◆ **Задание**
Перепишите полностью всё, что идёт от строки, содержащей «blue sky in the photo above.», вниз до строки, содержащей «pixel 46 152», включая обе эти строки. Координаты точек в ответах умножьте на 0,45 и округлите до целых (половины — в большую сторону), а все прочие числа оставьте без изменений.

(Записи из собрания)
------------------------------------------------------------

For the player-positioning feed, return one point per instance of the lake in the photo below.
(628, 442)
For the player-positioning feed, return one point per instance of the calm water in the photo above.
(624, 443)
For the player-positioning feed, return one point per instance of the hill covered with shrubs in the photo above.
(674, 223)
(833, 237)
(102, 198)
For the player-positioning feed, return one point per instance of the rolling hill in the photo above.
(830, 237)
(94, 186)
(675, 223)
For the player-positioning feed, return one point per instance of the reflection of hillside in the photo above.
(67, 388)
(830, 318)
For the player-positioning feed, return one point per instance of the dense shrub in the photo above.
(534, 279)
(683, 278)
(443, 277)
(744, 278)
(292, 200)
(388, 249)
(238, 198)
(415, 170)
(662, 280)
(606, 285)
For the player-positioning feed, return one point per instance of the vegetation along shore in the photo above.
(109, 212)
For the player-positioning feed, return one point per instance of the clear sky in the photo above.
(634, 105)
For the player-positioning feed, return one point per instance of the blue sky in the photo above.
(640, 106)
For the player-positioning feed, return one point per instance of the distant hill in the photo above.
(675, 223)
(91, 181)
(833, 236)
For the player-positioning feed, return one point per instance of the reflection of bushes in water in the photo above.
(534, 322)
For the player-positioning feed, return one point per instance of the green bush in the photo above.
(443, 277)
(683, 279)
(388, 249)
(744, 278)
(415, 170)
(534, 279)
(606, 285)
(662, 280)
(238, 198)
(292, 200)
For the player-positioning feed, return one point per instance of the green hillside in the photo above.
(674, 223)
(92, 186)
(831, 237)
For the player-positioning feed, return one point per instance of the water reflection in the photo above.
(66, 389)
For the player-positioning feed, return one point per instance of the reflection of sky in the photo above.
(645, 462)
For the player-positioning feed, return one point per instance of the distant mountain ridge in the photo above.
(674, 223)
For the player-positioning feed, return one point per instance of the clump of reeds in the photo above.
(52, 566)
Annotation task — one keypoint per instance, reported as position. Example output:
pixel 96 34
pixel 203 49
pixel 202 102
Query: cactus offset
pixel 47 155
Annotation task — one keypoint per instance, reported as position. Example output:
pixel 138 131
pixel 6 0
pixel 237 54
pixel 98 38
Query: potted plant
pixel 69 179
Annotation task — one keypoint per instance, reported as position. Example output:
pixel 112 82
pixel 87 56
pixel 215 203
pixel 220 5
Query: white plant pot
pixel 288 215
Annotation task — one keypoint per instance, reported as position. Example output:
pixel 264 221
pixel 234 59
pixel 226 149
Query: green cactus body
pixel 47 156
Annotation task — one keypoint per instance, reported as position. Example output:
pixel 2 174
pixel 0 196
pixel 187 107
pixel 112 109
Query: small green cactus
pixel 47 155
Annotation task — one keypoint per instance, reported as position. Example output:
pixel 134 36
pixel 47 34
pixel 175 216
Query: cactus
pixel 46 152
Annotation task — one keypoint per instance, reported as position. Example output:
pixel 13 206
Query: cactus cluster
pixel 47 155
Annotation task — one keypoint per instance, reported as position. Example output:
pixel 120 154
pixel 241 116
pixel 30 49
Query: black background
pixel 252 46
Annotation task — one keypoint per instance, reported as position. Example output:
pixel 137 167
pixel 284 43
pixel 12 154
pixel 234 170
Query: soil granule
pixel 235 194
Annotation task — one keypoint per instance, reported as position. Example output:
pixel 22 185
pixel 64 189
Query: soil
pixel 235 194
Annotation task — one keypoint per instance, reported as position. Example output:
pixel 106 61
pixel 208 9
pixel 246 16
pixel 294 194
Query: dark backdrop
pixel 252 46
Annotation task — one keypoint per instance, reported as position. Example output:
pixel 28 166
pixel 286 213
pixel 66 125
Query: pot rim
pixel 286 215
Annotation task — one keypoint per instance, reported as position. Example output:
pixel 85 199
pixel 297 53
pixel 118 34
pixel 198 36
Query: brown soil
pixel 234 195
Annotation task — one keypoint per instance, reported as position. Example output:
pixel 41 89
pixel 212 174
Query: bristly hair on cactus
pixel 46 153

------------------------------------------------------------

◆ **Решение задачи**
For the player-positioning feed, return one point per instance of the blue sky in the photo above.
(288, 48)
For the player-positioning feed, return one point per instance of the distant hill in the photo above.
(304, 100)
(41, 81)
(375, 106)
For the player-positioning feed, return one point per instance of the reflection of bushes in water in the photo above.
(240, 145)
For the player-positioning feed, return one point per instance of the green bush in the photo above.
(199, 125)
(307, 126)
(175, 112)
(335, 125)
(187, 77)
(240, 126)
(273, 128)
(298, 126)
(107, 89)
(131, 90)
For the player-positioning feed, return one point per instance of the green hillside in the photo above.
(303, 100)
(41, 84)
(374, 107)
For the player-positioning feed, return one point per instance of the water reflection in the photo above.
(30, 175)
For the player-positioning feed, return one point per instance of the reflection of sky in the photo above.
(290, 208)
For the player-positioning feed, return one point per instance of the distant mountain ridge in the photo above.
(303, 100)
For the player-positioning feed, return one point per instance of the clump of reeds in the photo above.
(23, 255)
Annotation task — one keypoint per instance, reported as position. Example output:
pixel 96 34
pixel 203 49
pixel 202 102
Query: cactus offset
pixel 21 70
Annotation task — one keypoint per instance, reported as position. Example output:
pixel 138 131
pixel 6 0
pixel 237 54
pixel 98 38
Query: potted plant
pixel 31 81
Annotation task — one keypoint per instance, reported as position. Example output:
pixel 112 82
pixel 87 56
pixel 215 203
pixel 220 5
Query: white plant pot
pixel 130 97
Annotation task — one keypoint per instance, reported as position. Example output:
pixel 264 221
pixel 234 59
pixel 226 149
Query: green cactus body
pixel 21 70
Annotation task — one keypoint per instance, reported as position. Example output:
pixel 2 174
pixel 0 196
pixel 187 107
pixel 112 109
Query: small green cactus
pixel 21 70
Annotation task — one keypoint per instance, reported as position. Example output:
pixel 134 36
pixel 47 34
pixel 175 216
Query: cactus
pixel 21 68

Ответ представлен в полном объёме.